#### PASSAGE CHOISI:

○ ○ ○ ○

Premièrement, précisons que souvent, la courbe de rendement se redresse juste avant une récession. Une courbe inversée est un bon indicateur de l’approche d’une récession (d’ici un an environ), tandis qu’une forte accentuation (et donc un rétablissement) se produit fréquemment lorsqu’une récession est imminente, car les banques centrales se mettent en mode de réduction des taux, ce qui pousse les taux à court terme à la baisse.

Toutefois, cette observation fait en quelque sorte figure de diversion dans la situation actuelle. Le récent redressement constitue une accentuation baissière plutôt que l’habituelle accentuation haussière. Autrement dit, il est survenu parce que les taux d’intérêt à long terme ont augmenté et non pas parce que les taux d’intérêt à court terme ont diminué. Or, cela ne précède normalement pas une récession.

Le risque de récession a-t-il donc tout simplement diminué ? Nous sommes enclins à dire que non.

La hausse des taux à long terme n’est pas attribuable aux attentes d’un durcissement de ton des banques centrales, à l’amélioration des perspectives économiques, ni aux prévisions d’inflation accrue, autant de motifs qui pourraient indiquer un recul de la probabilité d’une récession. En fait, des facteurs techniques liés à l’offre et à la demande ont fait bondir la prime de terme.

En l’absence de signes concrets de récession, tout ce que nous pouvons affirmer, c’est que la hausse des taux à long terme constitue en soi un frein à l’économie et devrait donc théoriquement avoir pour effet secondaire d’accroître le risque de récession.

○ ○ ○ ○

#### DONNÉES AFFICHÉES:
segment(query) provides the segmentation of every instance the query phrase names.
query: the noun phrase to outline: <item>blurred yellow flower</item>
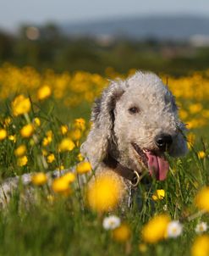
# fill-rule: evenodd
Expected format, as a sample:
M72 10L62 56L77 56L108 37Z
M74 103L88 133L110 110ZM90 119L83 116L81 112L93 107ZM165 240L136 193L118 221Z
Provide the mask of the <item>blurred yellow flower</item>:
M41 120L38 117L36 117L33 121L34 121L34 124L35 124L36 126L40 126L41 125Z
M61 141L58 145L58 150L63 151L71 151L74 148L75 145L72 140L69 138L64 138Z
M77 159L81 162L84 160L84 157L82 156L81 153L80 153L78 155L77 155Z
M141 235L145 242L155 243L165 238L170 218L166 214L160 214L151 220L142 228Z
M52 182L52 188L53 192L64 195L69 194L71 192L69 181L68 181L68 179L63 177L55 179Z
M39 100L44 100L52 94L52 90L48 86L43 86L38 89L37 98Z
M28 138L32 136L34 132L34 127L32 124L28 124L20 130L20 134L23 137Z
M9 135L9 136L8 136L8 138L9 139L9 141L14 142L14 143L15 143L16 141L17 141L16 135Z
M147 251L147 245L146 243L140 243L139 244L139 251L141 253L144 253Z
M14 116L26 114L30 110L31 104L29 97L20 94L12 102L12 110Z
M4 129L0 129L0 141L4 140L7 137L8 132Z
M130 229L128 225L122 224L112 231L113 238L120 242L124 242L130 238Z
M209 212L209 186L203 187L197 193L195 203L200 209Z
M164 189L157 189L151 198L154 201L162 200L165 198Z
M85 129L85 120L83 118L74 120L74 127L84 131Z
M69 127L66 125L61 125L60 131L63 135L65 135L69 131Z
M12 123L12 119L8 116L4 120L4 125L8 126Z
M41 186L46 184L47 181L47 176L43 172L38 172L34 174L31 177L31 182L36 186Z
M201 159L204 159L206 157L206 153L204 151L199 151L197 153L198 158Z
M48 163L52 163L53 161L55 160L55 156L53 153L50 153L48 156L47 156L47 162Z
M197 237L191 247L191 256L209 255L209 236L202 235Z
M79 141L81 138L81 135L82 134L80 129L71 131L69 133L69 136L73 141Z
M187 146L190 149L194 144L195 140L195 135L192 132L190 132L187 136Z
M69 183L72 183L75 181L75 175L73 172L68 172L62 176Z
M61 164L57 169L59 170L64 170L64 166L63 166L63 164Z
M91 170L92 169L89 162L82 162L78 164L78 165L76 166L76 172L80 175L87 173Z
M14 155L16 157L21 157L26 153L26 146L22 144L19 145L15 150L14 150Z
M28 163L28 158L26 156L23 156L21 158L18 158L18 160L17 160L17 164L18 166L25 166Z
M106 212L115 208L124 192L121 182L112 172L101 174L88 187L89 206L98 212Z

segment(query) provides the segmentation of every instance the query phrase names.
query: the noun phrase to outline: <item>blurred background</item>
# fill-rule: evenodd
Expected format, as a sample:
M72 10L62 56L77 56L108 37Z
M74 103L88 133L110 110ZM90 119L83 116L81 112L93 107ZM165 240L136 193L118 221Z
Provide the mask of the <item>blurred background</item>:
M209 64L209 2L0 0L0 65L175 76Z

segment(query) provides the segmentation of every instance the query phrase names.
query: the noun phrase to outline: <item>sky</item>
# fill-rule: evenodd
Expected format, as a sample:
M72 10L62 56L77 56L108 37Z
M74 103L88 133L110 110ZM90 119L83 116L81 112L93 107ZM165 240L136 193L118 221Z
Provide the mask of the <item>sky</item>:
M0 28L119 17L189 14L209 17L208 0L0 0Z

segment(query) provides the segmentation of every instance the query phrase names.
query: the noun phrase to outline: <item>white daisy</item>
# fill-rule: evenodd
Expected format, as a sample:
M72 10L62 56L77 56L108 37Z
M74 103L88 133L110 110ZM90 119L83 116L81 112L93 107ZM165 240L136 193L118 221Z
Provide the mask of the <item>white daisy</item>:
M104 218L102 224L105 230L114 230L120 225L120 219L115 215L111 215Z
M207 230L207 225L206 222L201 222L199 224L197 224L196 227L195 227L195 232L197 234L201 234L205 232Z
M173 220L168 223L167 233L168 237L177 237L180 236L183 231L183 225L178 220Z

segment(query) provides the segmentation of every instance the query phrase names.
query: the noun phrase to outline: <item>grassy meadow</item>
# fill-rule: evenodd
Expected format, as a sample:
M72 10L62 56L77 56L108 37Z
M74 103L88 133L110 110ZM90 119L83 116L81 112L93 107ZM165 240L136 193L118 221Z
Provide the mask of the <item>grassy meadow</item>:
M118 207L121 187L111 177L91 189L80 186L94 175L80 153L91 106L108 79L135 71L107 68L101 75L0 67L1 181L33 173L31 184L20 182L1 209L0 255L209 255L208 70L160 75L187 124L190 151L169 159L165 181L153 181L151 191L141 187L140 211ZM74 167L74 174L53 181L46 175ZM34 199L25 203L29 186Z

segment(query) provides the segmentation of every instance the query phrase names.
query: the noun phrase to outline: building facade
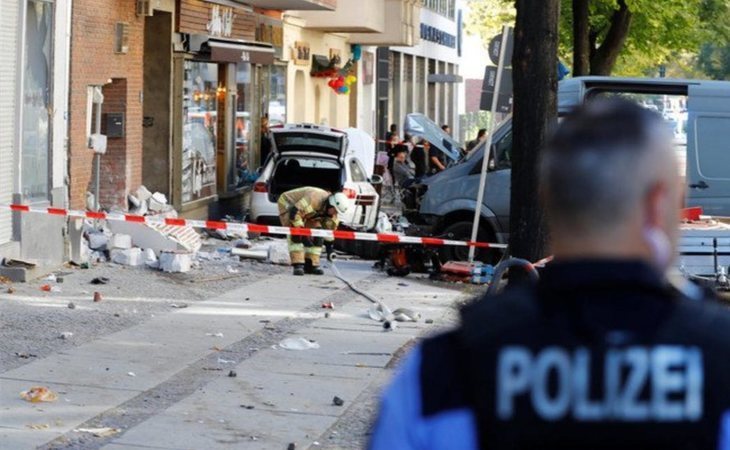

○ ○ ○ ○

#### CONSIGNE ÉCRITE:
Citez le passage sur la courbe de rendement de « Premièrement, précisons que » à « pas une récession. ». Les lignes ne servent à rien pour ce travail.

#### RÉPONSE ÉCRITE:
Premièrement, précisons que souvent, la courbe de rendement se redresse juste avant une récession. Une courbe inversée est un bon indicateur de l’approche d’une récession (d’ici un an environ), tandis qu’une forte accentuation (et donc un rétablissement) se produit fréquemment lorsqu’une récession est imminente, car les banques centrales se mettent en mode de réduction des taux, ce qui pousse les taux à court terme à la baisse.

Toutefois, cette observation fait en quelque sorte figure de diversion dans la situation actuelle. Le récent redressement constitue une accentuation baissière plutôt que l’habituelle accentuation haussière. Autrement dit, il est survenu parce que les taux d’intérêt à long terme ont augmenté et non pas parce que les taux d’intérêt à court terme ont diminué. Or, cela ne précède normalement pas une récession.